§ **What is expected**: In this exercise, every entry below is to be reproduced word for word.

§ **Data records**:
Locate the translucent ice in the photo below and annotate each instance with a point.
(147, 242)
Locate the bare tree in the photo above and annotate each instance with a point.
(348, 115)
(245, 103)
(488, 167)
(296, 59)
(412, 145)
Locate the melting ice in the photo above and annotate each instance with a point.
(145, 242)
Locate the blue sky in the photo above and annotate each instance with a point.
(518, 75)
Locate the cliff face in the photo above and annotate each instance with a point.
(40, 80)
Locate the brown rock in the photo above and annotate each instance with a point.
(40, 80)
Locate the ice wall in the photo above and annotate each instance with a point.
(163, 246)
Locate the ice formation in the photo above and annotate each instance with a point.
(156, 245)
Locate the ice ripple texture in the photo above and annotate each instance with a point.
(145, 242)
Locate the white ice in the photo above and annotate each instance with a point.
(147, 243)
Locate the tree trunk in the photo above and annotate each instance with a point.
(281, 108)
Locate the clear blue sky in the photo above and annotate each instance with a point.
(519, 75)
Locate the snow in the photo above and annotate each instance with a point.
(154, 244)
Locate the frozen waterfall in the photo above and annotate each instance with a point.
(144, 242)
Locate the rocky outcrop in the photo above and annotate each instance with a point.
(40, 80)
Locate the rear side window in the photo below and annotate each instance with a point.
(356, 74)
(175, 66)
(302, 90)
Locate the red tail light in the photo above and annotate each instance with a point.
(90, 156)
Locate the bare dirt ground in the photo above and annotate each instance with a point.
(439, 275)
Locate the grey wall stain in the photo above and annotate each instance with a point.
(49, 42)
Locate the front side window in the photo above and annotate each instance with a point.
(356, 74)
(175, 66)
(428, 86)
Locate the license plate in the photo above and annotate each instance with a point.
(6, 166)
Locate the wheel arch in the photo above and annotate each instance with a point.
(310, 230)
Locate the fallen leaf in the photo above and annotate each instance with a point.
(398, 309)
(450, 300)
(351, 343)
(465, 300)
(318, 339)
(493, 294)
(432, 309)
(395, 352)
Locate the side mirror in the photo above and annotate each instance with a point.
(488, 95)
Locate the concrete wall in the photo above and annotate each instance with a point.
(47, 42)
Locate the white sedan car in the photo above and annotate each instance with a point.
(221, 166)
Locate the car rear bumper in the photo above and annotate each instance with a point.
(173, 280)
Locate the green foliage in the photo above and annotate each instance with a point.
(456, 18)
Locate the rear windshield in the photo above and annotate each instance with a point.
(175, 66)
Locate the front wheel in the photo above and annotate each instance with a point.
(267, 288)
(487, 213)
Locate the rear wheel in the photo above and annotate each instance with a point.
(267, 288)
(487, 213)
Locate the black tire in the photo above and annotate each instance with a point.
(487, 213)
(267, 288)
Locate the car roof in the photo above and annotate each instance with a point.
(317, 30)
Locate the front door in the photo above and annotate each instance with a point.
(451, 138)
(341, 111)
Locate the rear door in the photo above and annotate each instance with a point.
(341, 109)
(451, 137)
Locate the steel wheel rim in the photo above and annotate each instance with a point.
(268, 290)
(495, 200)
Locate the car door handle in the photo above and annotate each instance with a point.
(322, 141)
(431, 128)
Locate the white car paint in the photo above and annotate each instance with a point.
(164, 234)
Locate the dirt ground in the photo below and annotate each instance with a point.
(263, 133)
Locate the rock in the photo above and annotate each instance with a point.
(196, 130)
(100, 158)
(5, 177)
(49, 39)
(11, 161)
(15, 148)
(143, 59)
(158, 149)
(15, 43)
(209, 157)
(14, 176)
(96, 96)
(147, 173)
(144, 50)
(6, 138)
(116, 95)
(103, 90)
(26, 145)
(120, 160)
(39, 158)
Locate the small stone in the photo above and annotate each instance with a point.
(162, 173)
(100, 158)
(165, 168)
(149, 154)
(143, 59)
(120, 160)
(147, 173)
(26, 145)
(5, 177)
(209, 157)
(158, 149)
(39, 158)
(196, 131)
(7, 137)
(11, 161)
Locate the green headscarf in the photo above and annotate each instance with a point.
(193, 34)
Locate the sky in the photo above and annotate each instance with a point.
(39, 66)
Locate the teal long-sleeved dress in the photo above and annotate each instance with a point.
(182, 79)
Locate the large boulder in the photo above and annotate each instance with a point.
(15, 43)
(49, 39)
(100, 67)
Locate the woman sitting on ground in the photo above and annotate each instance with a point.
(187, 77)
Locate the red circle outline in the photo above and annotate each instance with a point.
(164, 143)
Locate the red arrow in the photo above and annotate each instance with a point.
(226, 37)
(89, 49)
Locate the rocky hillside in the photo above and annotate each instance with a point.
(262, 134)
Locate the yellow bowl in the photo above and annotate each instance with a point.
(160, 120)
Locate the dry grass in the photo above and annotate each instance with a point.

§ **Solution to this task**:
Locate the translucent ice in the photo below and annotate each instance with a point.
(147, 242)
Locate the bare tree in the photo above and annotate each instance with a point.
(348, 115)
(245, 103)
(488, 167)
(296, 59)
(412, 145)
Locate the melting ice in the photo above and annotate each instance with a point.
(145, 242)
Locate the blue sky in the photo above and annotate each instance with a point.
(518, 75)
Locate the cliff face in the photo above and annotate each instance with a point.
(40, 80)
Locate the brown rock in the photo above and annotate each instance with a point.
(40, 80)
Locate the ice wall in the photo above and annotate each instance with a point.
(163, 246)
Locate the ice formation in the photo above and annotate each instance with a point.
(156, 245)
Locate the ice ripple texture in the photo above and annotate each instance with a point.
(145, 242)
Locate the white ice in the photo above and annotate each instance with a point.
(147, 243)
Locate the tree trunk in the photo above and annotate each instance with a point.
(281, 108)
Locate the clear blue sky in the photo above and annotate each instance with a point.
(519, 75)
Locate the snow in the photo above and annotate each instance with a point.
(154, 244)
Locate the frozen waterfall in the photo above and annotate each instance with a point.
(144, 242)
Locate the rocky outcrop in the photo above and annotate each instance with a point.
(40, 80)
Locate the rear side window in the photo below and annotate each instance with a point.
(356, 74)
(175, 66)
(302, 90)
Locate the red tail light in the photo above and annotate each instance with a point.
(90, 156)
Locate the bare dirt ground in the photo above and annotate each instance with a point.
(439, 275)
Locate the grey wall stain in the photo above and annotate each instance with a point.
(49, 42)
Locate the front side window in the photo above and annotate each instance with a point.
(356, 74)
(175, 66)
(428, 86)
Locate the license plate in the photo above and annotate each instance with a point.
(6, 166)
Locate the wheel arch in the photo above and annotate each instance with a point.
(310, 230)
Locate the fallen leaf in the photo above and annotate each instance with a point.
(398, 309)
(450, 300)
(351, 343)
(465, 300)
(318, 339)
(493, 294)
(432, 309)
(395, 352)
Locate the side mirror in the photo above and annotate each instance with a point.
(488, 95)
Locate the concrete wall in the photo above and annotate each instance with a point.
(47, 42)
Locate the white sedan car in the photo above and annotate each instance with a point.
(221, 166)
Locate the car rear bumper in the photo above and annotate each instance with a point.
(173, 280)
Locate the green foliage in the photo above and annotate each instance with a point.
(456, 18)
Locate the rear windshield in the photo above and annotate each instance with a point.
(175, 66)
Locate the front wheel in the photo above and annotate each instance with a point.
(267, 288)
(487, 213)
Locate the rear wheel in the photo above and annotate each instance with a point.
(267, 288)
(487, 213)
Locate the black tire in the photo above and annotate each instance with a point.
(487, 213)
(267, 288)
Locate the car roof in the photo above and annotate each instance with a point.
(317, 30)
Locate the front door in the photo above and annotate each instance with a point.
(451, 138)
(341, 111)
Locate the rear door in the photo above and annotate each instance with a point.
(341, 109)
(451, 137)
Locate the steel wheel rim in the photo above and annotate each instance with a point.
(268, 290)
(495, 200)
Locate the car door handle in the photo above and annotate each instance with a point.
(322, 141)
(431, 128)
Locate the white car paint in the photo above and annotate each instance with a point.
(164, 234)
Locate the dirt ground in the photo below and annotate each instance with a point.
(263, 133)
Locate the rock in the photo above and annotate each instance with a point.
(196, 130)
(100, 158)
(5, 177)
(49, 39)
(11, 161)
(15, 148)
(143, 59)
(158, 149)
(15, 43)
(209, 157)
(14, 176)
(96, 96)
(147, 173)
(144, 50)
(6, 138)
(116, 95)
(103, 90)
(26, 145)
(120, 160)
(39, 158)
Locate the small stone in the photo above and annotate each instance with a point.
(162, 173)
(100, 158)
(165, 168)
(149, 154)
(143, 59)
(120, 160)
(147, 173)
(26, 145)
(5, 177)
(209, 157)
(158, 149)
(39, 158)
(196, 131)
(7, 137)
(11, 161)
Locate the green headscarf in the photo above and annotate each instance with a point.
(193, 34)
Locate the sky in the photo above and annotate each instance with a point.
(39, 66)
Locate the teal long-sleeved dress in the photo above and annotate each instance with a point.
(182, 79)
Locate the large boulder in the photo above and annotate each instance with a point.
(15, 43)
(49, 39)
(100, 67)
Locate the woman sitting on ground in the photo above and annotate each instance with a point.
(187, 77)
Locate the red circle outline in the photo above and annotate each instance with a point.
(164, 143)
Locate the red arrow in the photo above and annotate each instance with a point.
(226, 37)
(89, 49)
Locate the rocky hillside in the photo above and annotate each instance with a point.
(262, 134)
Locate the yellow bowl in the photo above and annotate each instance with a point.
(160, 120)
Locate the dry grass in the photo above and annotate each instance with a point.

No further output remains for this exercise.